> INSTRUCTIONS TO FOLLOW:
Update the data below by changing each "farthest from its outline" to "most distant from its edge" and leaving everything else as it is. Leave the pictures out.

▬▬▬

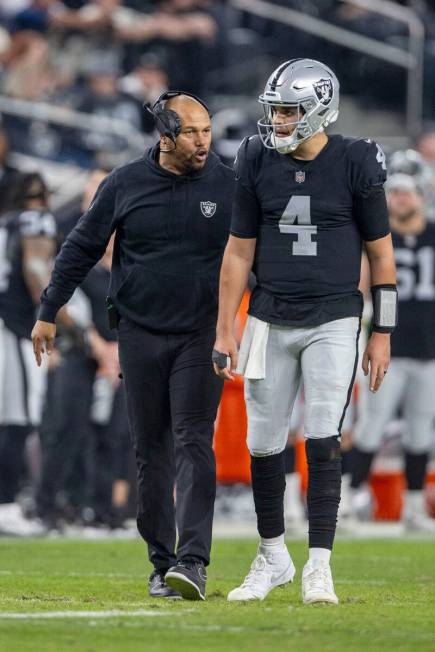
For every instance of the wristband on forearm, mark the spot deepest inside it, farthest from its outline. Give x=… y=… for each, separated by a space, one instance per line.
x=385 y=307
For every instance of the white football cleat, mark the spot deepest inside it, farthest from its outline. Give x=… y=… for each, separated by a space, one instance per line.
x=268 y=570
x=414 y=516
x=317 y=584
x=419 y=523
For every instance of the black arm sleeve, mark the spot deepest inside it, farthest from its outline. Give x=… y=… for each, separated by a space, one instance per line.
x=82 y=249
x=246 y=211
x=369 y=173
x=371 y=214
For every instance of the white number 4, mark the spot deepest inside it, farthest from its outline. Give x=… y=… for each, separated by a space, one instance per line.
x=297 y=219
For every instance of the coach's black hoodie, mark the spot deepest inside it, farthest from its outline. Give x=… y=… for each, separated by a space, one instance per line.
x=170 y=235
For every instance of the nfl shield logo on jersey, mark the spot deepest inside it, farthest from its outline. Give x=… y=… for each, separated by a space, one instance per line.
x=208 y=208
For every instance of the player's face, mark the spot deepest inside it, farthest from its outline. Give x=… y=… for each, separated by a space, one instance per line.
x=284 y=119
x=194 y=140
x=403 y=204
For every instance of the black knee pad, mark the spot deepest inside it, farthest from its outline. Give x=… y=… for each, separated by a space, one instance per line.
x=323 y=451
x=323 y=496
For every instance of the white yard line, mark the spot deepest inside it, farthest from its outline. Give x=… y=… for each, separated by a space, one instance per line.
x=72 y=574
x=112 y=613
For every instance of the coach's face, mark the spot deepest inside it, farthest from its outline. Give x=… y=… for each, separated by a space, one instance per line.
x=194 y=140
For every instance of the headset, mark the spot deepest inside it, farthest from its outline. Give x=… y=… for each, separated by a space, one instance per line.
x=167 y=121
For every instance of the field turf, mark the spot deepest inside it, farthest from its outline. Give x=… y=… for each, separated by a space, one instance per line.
x=87 y=596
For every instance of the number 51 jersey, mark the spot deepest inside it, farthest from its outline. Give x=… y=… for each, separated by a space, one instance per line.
x=414 y=336
x=309 y=218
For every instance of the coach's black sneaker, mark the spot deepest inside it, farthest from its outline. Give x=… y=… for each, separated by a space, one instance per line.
x=188 y=578
x=157 y=586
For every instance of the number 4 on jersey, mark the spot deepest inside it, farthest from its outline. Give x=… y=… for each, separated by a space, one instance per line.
x=297 y=219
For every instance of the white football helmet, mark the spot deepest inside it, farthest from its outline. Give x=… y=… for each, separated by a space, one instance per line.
x=308 y=85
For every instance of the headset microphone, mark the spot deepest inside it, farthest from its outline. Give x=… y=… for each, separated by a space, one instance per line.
x=168 y=122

▬▬▬

> RESULT OF THIS TASK:
For every instance of the wristband on forearm, mark the spot deepest inside it, most distant from its edge. Give x=… y=… for each, separated by a space, one instance per line.
x=385 y=307
For every instance of the white football cleat, mark the spot deepest inside it, most distant from its edge. Give x=… y=… for each, separated by a space, one instance per line.
x=268 y=570
x=414 y=516
x=317 y=584
x=419 y=523
For every instance of the black arm sleeve, mark the spot deepest inside it, most distant from its edge. Give x=… y=… for each, separated by a space, one instance per line.
x=82 y=249
x=246 y=211
x=369 y=173
x=371 y=214
For every instance of the white number 4, mark the spot deepest inside it, most distant from its edge. Give x=… y=… for each, separated by a space, one instance per line.
x=297 y=219
For every instance of the coach's black hoodie, mark the spot deepest inside it, most distant from its edge. Give x=… y=… for each, separated by a space, one instance per line.
x=170 y=235
For every instance of the nfl shield logo on jersey, mark the spot deepest inside it, most distant from its edge. Give x=… y=… for each, separated by a space, one instance per line.
x=208 y=208
For every instance of the player's face, mark the spot deepest inside it, most distant from its edge. Give x=… y=… for each, separated by a space, one instance per line.
x=284 y=119
x=194 y=140
x=403 y=204
For every instance of the black knee pad, mark the spot deepest inside it, most distant from its edge. Give x=… y=… for each, separated by a space, one instance per line.
x=323 y=451
x=323 y=496
For every instance of the white yard line, mark the spot deepest inside it, most distant from its edge. Give x=… y=… for each, separated by a space, one instance per line.
x=72 y=574
x=112 y=613
For every instance of the coach's face, mark the spot deepest inside it, most distant from its edge. Give x=… y=… for each, separated by a space, one instance per line.
x=194 y=140
For every instance of the headset, mark the spot deepest inside it, most distant from its edge. Give x=… y=… for each, separated by a space, one instance per line.
x=167 y=121
For every instance of the field turf, mark the spot deepest inside it, most distant from its edge. Give x=… y=… for each, separated by a space, one instance per line.
x=87 y=596
For every instance of the number 51 jersey, mark the spot deepest inside it, most distant from its edge. Give x=… y=… for each, separated by a space, one instance per line.
x=414 y=336
x=309 y=218
For every instance of the coach's black sneaker, mark the spot deepest inside it, most distant from its edge. Give x=… y=… for each, separated by a space, one instance per line.
x=188 y=578
x=157 y=586
For every instance of the number 4 on jersey, mark the spot deepest inside it, most distant from its edge. Give x=… y=… for each, separated by a space, one instance per line.
x=297 y=219
For every instance of the white football helmet, mark the spot deepest inside it, most distant from its edge. Give x=… y=… for each, separated by a space, one instance per line.
x=308 y=85
For every instance of the headset microphone, mark the spot deepest inside it, most distant from its edge. Give x=… y=… for each, separated by a space, one instance per line.
x=168 y=122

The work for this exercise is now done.